## Given request
Reproduce every line of the records below verbatim, omitting the pictures.
··· Items
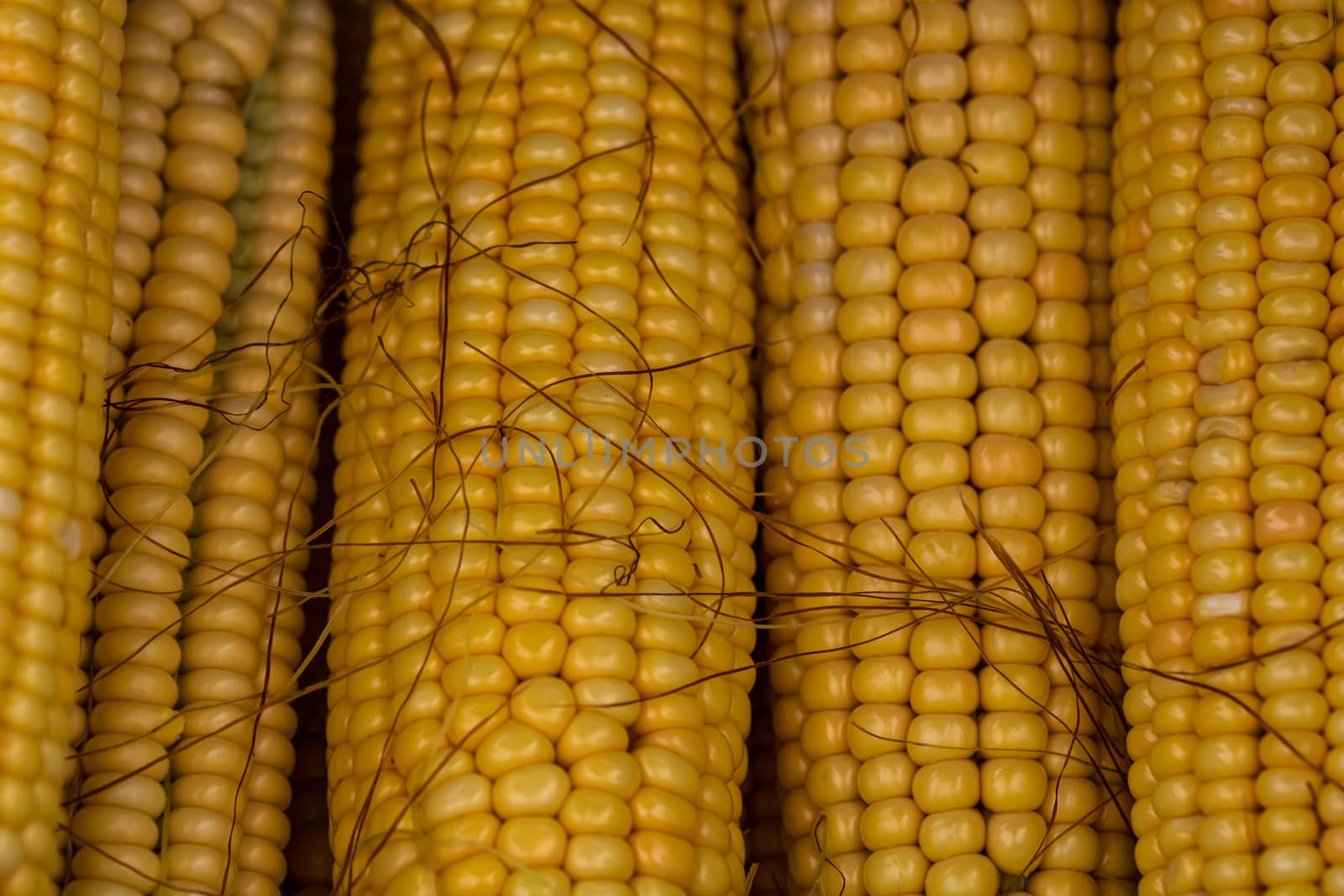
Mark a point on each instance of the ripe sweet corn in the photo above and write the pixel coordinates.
(62, 65)
(523, 617)
(1226, 542)
(172, 617)
(929, 295)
······
## Exercise result
Mark a point on each instance of the ripe sweet corn in the photo above and write the pixel coordinates.
(62, 65)
(523, 617)
(1226, 542)
(172, 617)
(929, 295)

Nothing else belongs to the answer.